• _Exercise description_:
Set down all of the entries word for word, omitting the images they contain.
-------------------------
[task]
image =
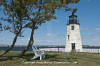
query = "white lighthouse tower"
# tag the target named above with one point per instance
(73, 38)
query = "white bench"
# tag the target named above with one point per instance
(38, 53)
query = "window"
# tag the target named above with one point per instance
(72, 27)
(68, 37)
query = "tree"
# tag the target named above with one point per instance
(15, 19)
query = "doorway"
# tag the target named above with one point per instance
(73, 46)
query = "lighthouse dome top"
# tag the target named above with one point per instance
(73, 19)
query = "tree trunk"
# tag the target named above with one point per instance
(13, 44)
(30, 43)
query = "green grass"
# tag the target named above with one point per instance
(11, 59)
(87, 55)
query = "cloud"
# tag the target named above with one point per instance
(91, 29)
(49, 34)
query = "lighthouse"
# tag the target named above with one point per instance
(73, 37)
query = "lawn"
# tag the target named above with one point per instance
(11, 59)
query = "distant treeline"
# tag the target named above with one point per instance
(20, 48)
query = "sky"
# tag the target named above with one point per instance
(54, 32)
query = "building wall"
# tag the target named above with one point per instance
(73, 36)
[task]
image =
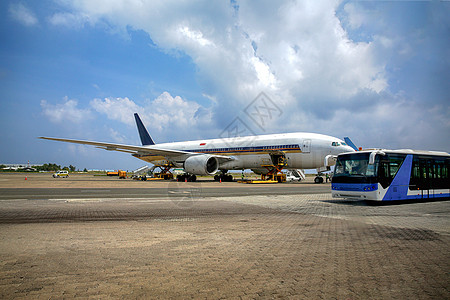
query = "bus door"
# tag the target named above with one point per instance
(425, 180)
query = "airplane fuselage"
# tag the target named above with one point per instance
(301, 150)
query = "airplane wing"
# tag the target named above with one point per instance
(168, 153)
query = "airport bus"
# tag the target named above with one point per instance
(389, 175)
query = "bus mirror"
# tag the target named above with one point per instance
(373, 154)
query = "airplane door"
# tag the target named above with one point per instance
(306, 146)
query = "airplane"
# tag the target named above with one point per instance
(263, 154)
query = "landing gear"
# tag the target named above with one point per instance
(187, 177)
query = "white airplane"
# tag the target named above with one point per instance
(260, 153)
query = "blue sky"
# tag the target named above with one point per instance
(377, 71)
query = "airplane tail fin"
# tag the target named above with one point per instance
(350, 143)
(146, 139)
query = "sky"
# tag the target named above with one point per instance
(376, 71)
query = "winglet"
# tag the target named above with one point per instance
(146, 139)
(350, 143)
-------------------------
• _Response below_:
[task]
image =
query = "white lighthouse tower"
# tag the target named above with one point per instance
(73, 38)
query = "white bench"
# tag the target named above with one point per instance
(38, 53)
query = "window"
# tag the target named above with one point per instance
(72, 27)
(68, 37)
query = "tree"
# tag the target named above with one point per instance
(15, 19)
query = "doorway"
# tag the target named above with one point per instance
(73, 46)
query = "lighthouse dome top"
# tag the target named above with one point per instance
(73, 19)
query = "tree trunk"
# tag the target named above with one point per instance
(13, 44)
(30, 43)
query = "green grass"
# tag the target named above with one point per instance
(11, 59)
(87, 55)
query = "cloud"
# tag the target named above with one point per instance
(91, 29)
(49, 34)
query = "lighthouse"
# tag the target named above with one point per instance
(73, 37)
query = "lawn"
# tag the target named above with one point per instance
(11, 59)
query = "distant treeline"
# tag the target named above with one point per instance
(20, 48)
query = "sky"
# tag the target named above with one point per instance
(54, 32)
query = "building wall"
# tag the target named above with one point per instance
(73, 36)
[task]
image =
query = "bus door"
# tag the target named above with one point per instance
(425, 180)
query = "airplane fuselage"
# tag the target named above with one point per instance
(301, 150)
query = "airplane wing"
# tag the target named above with one point per instance
(168, 153)
query = "airport bus"
# tag the target named above with one point per instance
(389, 175)
query = "bus mirror"
# tag the target named above with one point per instance
(373, 154)
query = "airplane door"
# tag the target named above with one point per instance
(306, 146)
query = "airplane"
# tag the target named above with one point per instance
(263, 154)
query = "landing gear"
# tag the target named above with one point per instance
(187, 177)
query = "white airplane"
# tag the target named above with one point per instance
(260, 153)
query = "blue sky"
# tag the target named above with one point per instance
(377, 71)
query = "airplane tail fin"
# tag the target named above with one point per instance
(350, 143)
(146, 139)
query = "sky"
# tag the target named above with one point per instance
(376, 71)
query = "winglet"
# tag the target named above with one point per instance
(146, 139)
(350, 143)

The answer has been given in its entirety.